# About this task
Would you print the data below exactly, leaving out every picture?

# Given records

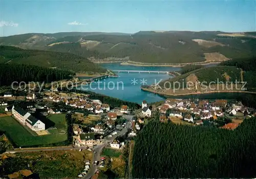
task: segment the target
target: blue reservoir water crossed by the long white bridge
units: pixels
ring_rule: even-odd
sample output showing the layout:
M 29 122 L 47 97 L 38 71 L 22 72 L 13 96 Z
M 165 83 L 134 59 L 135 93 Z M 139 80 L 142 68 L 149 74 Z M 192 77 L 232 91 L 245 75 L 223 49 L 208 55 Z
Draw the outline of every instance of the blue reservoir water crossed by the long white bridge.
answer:
M 124 66 L 119 63 L 106 63 L 102 64 L 109 70 L 143 70 L 143 71 L 179 71 L 180 67 L 144 67 L 144 66 Z M 213 66 L 213 65 L 207 65 Z M 99 82 L 92 83 L 90 86 L 82 86 L 85 90 L 90 90 L 96 93 L 120 98 L 122 100 L 141 103 L 146 100 L 149 103 L 164 100 L 163 97 L 150 92 L 142 91 L 140 86 L 151 85 L 158 83 L 160 80 L 173 78 L 173 76 L 166 73 L 135 73 L 135 72 L 120 72 L 118 78 L 107 78 Z M 134 82 L 134 83 L 132 83 Z

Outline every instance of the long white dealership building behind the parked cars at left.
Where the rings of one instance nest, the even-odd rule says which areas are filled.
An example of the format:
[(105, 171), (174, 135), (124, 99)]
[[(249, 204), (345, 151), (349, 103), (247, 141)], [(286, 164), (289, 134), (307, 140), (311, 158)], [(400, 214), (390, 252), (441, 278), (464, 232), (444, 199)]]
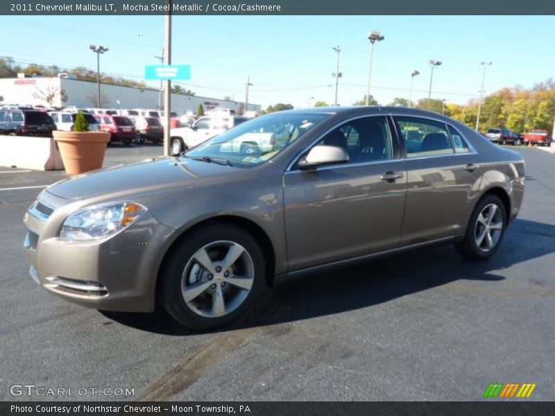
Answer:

# Exercise response
task: segment the target
target: blue reservoir water crossed by the long white bridge
units: pixels
ring_rule: even-odd
sample output showing the layout:
M 29 122 L 47 97 L 38 71 L 22 72 L 13 96 Z
M 165 83 L 134 59 L 135 93 Z M 139 80 L 142 68 L 149 74 Z M 192 77 L 232 91 L 245 75 L 223 49 L 208 55 Z
Draw the outline of every instance of the blue reservoir water crossed by the long white bridge.
answer:
M 124 66 L 119 63 L 106 63 L 102 64 L 109 70 L 143 70 L 143 71 L 179 71 L 180 67 L 144 67 L 144 66 Z M 213 66 L 213 65 L 207 65 Z M 99 82 L 92 83 L 90 86 L 82 86 L 85 90 L 90 90 L 96 93 L 120 98 L 122 100 L 141 103 L 146 100 L 149 103 L 164 100 L 163 97 L 150 92 L 142 91 L 140 86 L 151 85 L 158 83 L 160 80 L 173 78 L 173 76 L 166 73 L 135 73 L 135 72 L 120 72 L 118 78 L 107 78 Z M 134 82 L 134 83 L 132 83 Z

Outline every instance of the long white dealership building behind the parked cars at left.
Where the rings of one instance nest, the even-odd rule says which areas are filled.
An example of the format:
[(105, 171), (174, 135), (124, 99)]
[[(249, 204), (345, 151), (349, 103), (247, 141)], [(286, 164), (289, 134), (307, 140), (311, 158)], [(400, 214), (390, 252), (441, 278), (464, 232), (444, 199)]]
Answer:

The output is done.